#### AIM:
Pictures aside, write out every record exactly as it appears.

[Dataset records about object locations]
::::
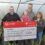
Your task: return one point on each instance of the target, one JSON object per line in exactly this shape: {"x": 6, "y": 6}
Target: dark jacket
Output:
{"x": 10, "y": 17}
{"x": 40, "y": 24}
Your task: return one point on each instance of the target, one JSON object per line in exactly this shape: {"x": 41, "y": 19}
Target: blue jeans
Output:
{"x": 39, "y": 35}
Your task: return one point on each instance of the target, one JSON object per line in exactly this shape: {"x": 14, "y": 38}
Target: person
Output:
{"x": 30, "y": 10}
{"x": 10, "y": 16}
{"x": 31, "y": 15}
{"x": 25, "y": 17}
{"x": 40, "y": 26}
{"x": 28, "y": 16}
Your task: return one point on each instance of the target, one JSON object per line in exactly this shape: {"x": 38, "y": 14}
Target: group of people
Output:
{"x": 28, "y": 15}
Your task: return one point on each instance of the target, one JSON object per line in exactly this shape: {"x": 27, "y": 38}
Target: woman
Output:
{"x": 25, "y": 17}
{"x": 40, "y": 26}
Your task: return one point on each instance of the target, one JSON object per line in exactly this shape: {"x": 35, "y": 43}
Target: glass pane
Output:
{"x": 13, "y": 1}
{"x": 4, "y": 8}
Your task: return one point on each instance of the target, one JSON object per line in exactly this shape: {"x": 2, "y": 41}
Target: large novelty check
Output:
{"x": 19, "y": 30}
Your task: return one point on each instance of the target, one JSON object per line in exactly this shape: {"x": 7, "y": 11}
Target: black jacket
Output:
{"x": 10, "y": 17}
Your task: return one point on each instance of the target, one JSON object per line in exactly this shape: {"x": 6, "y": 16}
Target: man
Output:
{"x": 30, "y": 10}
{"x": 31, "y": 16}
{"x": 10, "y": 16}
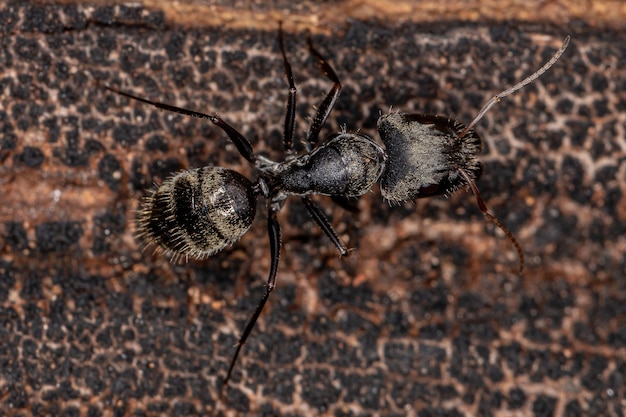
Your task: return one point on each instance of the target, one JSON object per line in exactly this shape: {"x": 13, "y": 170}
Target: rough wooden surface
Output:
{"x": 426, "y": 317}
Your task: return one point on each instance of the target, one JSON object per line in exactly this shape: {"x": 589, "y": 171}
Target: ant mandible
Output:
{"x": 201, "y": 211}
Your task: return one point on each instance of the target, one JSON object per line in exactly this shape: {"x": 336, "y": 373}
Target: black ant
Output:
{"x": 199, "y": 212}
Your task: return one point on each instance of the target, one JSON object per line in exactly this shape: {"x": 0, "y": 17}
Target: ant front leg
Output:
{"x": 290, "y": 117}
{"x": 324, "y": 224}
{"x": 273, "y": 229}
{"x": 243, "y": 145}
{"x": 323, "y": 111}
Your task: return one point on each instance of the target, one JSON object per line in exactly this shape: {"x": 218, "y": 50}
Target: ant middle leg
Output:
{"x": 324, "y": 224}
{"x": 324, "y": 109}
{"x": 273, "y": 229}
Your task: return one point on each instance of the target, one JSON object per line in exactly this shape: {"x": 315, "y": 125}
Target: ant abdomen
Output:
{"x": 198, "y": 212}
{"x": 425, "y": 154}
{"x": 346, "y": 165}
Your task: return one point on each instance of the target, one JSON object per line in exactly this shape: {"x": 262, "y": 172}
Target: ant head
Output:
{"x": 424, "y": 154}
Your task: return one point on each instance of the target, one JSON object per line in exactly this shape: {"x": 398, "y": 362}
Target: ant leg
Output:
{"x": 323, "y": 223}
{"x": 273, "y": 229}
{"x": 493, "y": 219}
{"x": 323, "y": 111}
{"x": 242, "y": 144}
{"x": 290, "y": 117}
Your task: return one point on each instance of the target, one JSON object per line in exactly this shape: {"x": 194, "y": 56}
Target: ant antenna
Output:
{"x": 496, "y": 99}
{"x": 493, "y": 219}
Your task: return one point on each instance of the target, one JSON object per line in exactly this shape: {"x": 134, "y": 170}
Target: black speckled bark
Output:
::::
#### THE SOLUTION:
Your task: return one point on each instance of the target, one JSON object per line in exactly this shape: {"x": 6, "y": 6}
Target: dark jacket
Output:
{"x": 10, "y": 17}
{"x": 40, "y": 24}
Your task: return one point on each instance of the target, one JSON object per line in exactly this shape: {"x": 41, "y": 19}
Target: blue jeans
Output:
{"x": 39, "y": 35}
Your task: return one point on each instance of the target, one JSON object per line in exactly this shape: {"x": 14, "y": 38}
Target: person
Output:
{"x": 30, "y": 10}
{"x": 10, "y": 16}
{"x": 31, "y": 15}
{"x": 25, "y": 17}
{"x": 40, "y": 26}
{"x": 28, "y": 16}
Your task: return one point on each instance of the target, one JSON object per line in exactly this shape: {"x": 38, "y": 14}
Target: group of people
Output:
{"x": 28, "y": 15}
Your task: return one point on each instance of the target, one JSON object per line in exactly this shape: {"x": 27, "y": 38}
Target: woman
Output:
{"x": 25, "y": 17}
{"x": 40, "y": 26}
Your task: return one point on each instance of the target, one JSON object per line in exactly this shape: {"x": 35, "y": 43}
Target: glass pane
Output:
{"x": 13, "y": 1}
{"x": 4, "y": 8}
Your task: return one point on each instance of the target, one JSON object per line in exactly this shape: {"x": 2, "y": 41}
Target: large novelty check
Output:
{"x": 19, "y": 30}
Your task: return one point on each instance of the target, one JSON object per line in exactly this shape: {"x": 7, "y": 11}
Target: black jacket
Output:
{"x": 10, "y": 17}
Your task: return one point on each instance of the target, one JSON object per line in exactly this shape: {"x": 6, "y": 16}
Target: man
Output:
{"x": 30, "y": 10}
{"x": 31, "y": 16}
{"x": 10, "y": 16}
Your task: return one point on each instance of the target, one JSON object per line in exactly this shape: {"x": 13, "y": 170}
Target: rough wooden surface
Output:
{"x": 426, "y": 317}
Your task: return one point on each instance of the target, one JSON object per line in exactly this shape: {"x": 589, "y": 171}
Target: ant mandible
Output:
{"x": 201, "y": 211}
Your task: return one point on each instance of the target, one JSON object per line in exactly this shape: {"x": 336, "y": 373}
Target: black ant
Output:
{"x": 199, "y": 212}
Your task: return one point on each instance of the target, one JSON object per line in exactly this shape: {"x": 0, "y": 17}
Target: ant front leg
Output:
{"x": 290, "y": 117}
{"x": 324, "y": 224}
{"x": 273, "y": 229}
{"x": 243, "y": 145}
{"x": 323, "y": 111}
Your task: return one point on each instance of the target, one JSON object per line in exactly this shape: {"x": 218, "y": 50}
Target: ant middle leg
Output:
{"x": 324, "y": 224}
{"x": 324, "y": 109}
{"x": 273, "y": 229}
Your task: return one point on each instance of the target, one JSON object per line in exactly this shape: {"x": 315, "y": 125}
Target: ant abdomen
Output:
{"x": 198, "y": 212}
{"x": 425, "y": 154}
{"x": 346, "y": 165}
Your task: return one point on each instance of the target, one JSON object per line in exactly this shape: {"x": 262, "y": 172}
Target: ant head
Output:
{"x": 424, "y": 154}
Your task: return one point on each instance of the target, one JSON object per line in exactly this shape: {"x": 398, "y": 362}
Target: ant leg
Output:
{"x": 323, "y": 223}
{"x": 273, "y": 229}
{"x": 493, "y": 219}
{"x": 323, "y": 111}
{"x": 242, "y": 144}
{"x": 290, "y": 117}
Your task: return one point on each instance of the target, one JSON object per line in exactly this shape: {"x": 194, "y": 56}
Target: ant antenna
Output:
{"x": 496, "y": 99}
{"x": 493, "y": 219}
Your task: return one point on each instance of the target, one JSON object per line in exactly this shape: {"x": 134, "y": 170}
Target: black speckled bark
Output:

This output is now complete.